■ DATA PROVIDED:
= = =

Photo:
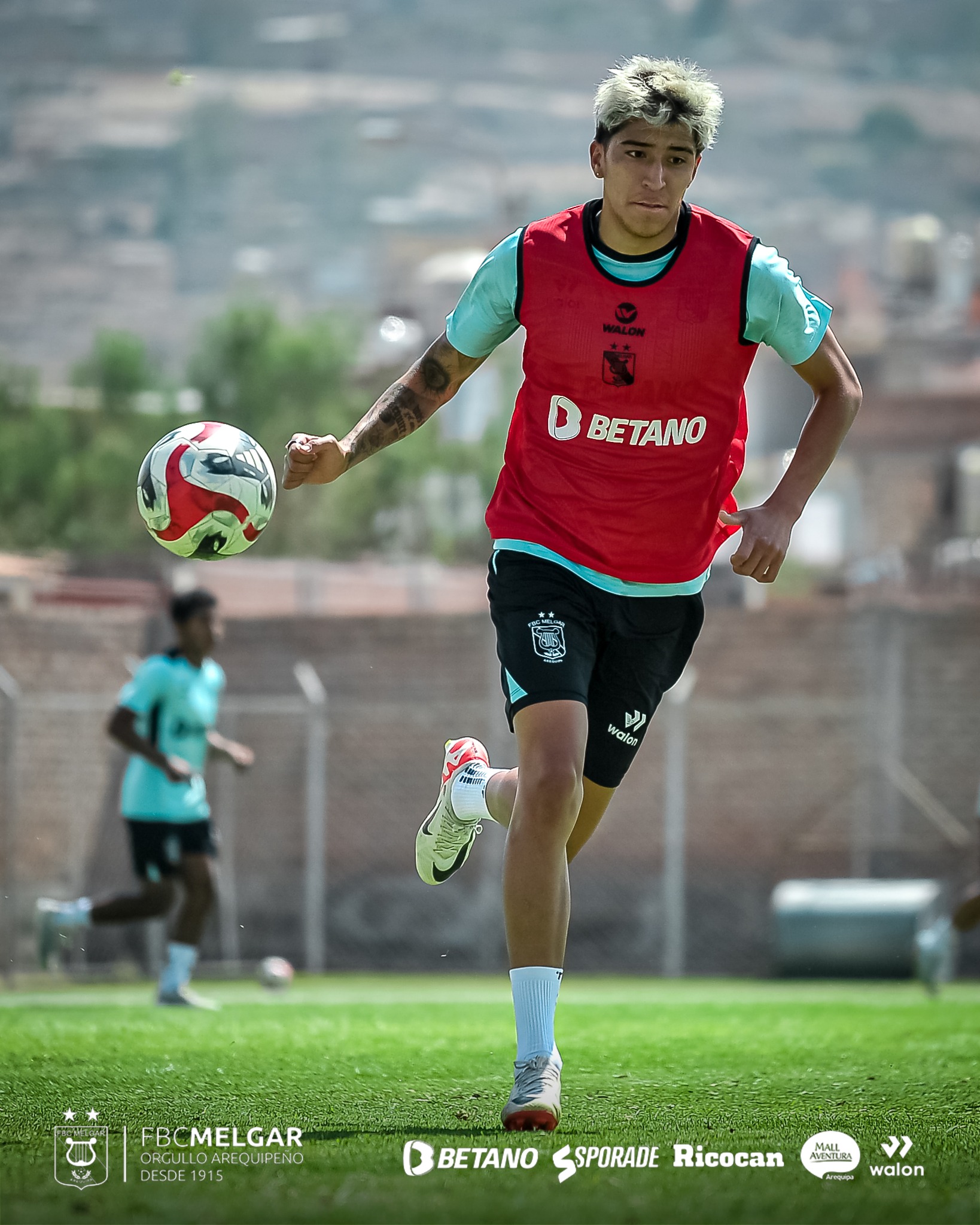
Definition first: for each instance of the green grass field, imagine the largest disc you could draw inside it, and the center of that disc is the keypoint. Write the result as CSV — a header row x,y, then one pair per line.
x,y
364,1065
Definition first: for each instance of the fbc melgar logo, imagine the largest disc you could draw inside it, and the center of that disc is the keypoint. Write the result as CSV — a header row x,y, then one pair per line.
x,y
419,1158
831,1156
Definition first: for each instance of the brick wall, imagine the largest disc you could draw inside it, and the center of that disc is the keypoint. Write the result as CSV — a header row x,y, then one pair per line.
x,y
794,711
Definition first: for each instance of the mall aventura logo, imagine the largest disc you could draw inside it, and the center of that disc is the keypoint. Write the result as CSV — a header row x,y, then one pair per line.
x,y
831,1156
81,1153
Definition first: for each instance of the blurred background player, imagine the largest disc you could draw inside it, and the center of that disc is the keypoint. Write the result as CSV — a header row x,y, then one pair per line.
x,y
642,318
166,720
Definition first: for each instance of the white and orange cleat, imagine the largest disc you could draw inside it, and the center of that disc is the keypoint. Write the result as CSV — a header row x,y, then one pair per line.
x,y
534,1104
445,838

= = =

■ PROBLEM TO WORK ON: The answer should be the full material above, printed exactly, with no pictures in it.

■ TASK RESPONSE:
Photo:
Definition first: for each instance of the green grass field, imagine the largest disc you could draw inside it, and the center of that disc is the keypoint. Write the result as CSV — a header row x,y, then one pair per line.
x,y
364,1065
Definition first: for each instance of the fbc melgar logo, imagine the largest disc you could draw inside it, and the center of that disc is the keypoint. Write the result as CSV — a header row x,y, then one pair per line.
x,y
419,1158
831,1156
Definition first: for each instance of the brick wall, imagine the largest disc you could draw inside it, and the center of that disc is the keypoint. Write the result as CSV — a header row x,y, then one pair per line.
x,y
794,711
Definition first: for each instance of the mall aventura logo, imagine the largest disc you could draw inside it, and the center of that disc is the keypoint. Write the result as CSV — a header row x,y, then one pair per line.
x,y
831,1156
81,1153
Definition first: for each instance of the blurred background player, imagine the largest disc you could draw inside it, and the center of that disc is the keypoint. Write the result as CSV — a header row x,y, then one pair per line.
x,y
642,318
166,720
Definition first: for each instance of the white and orange cleat, imagine the largest disc you could draw inside it, and the center of that disc is the keypoint. Write the result as CSV — a header row x,y, then one pair per line.
x,y
534,1104
445,838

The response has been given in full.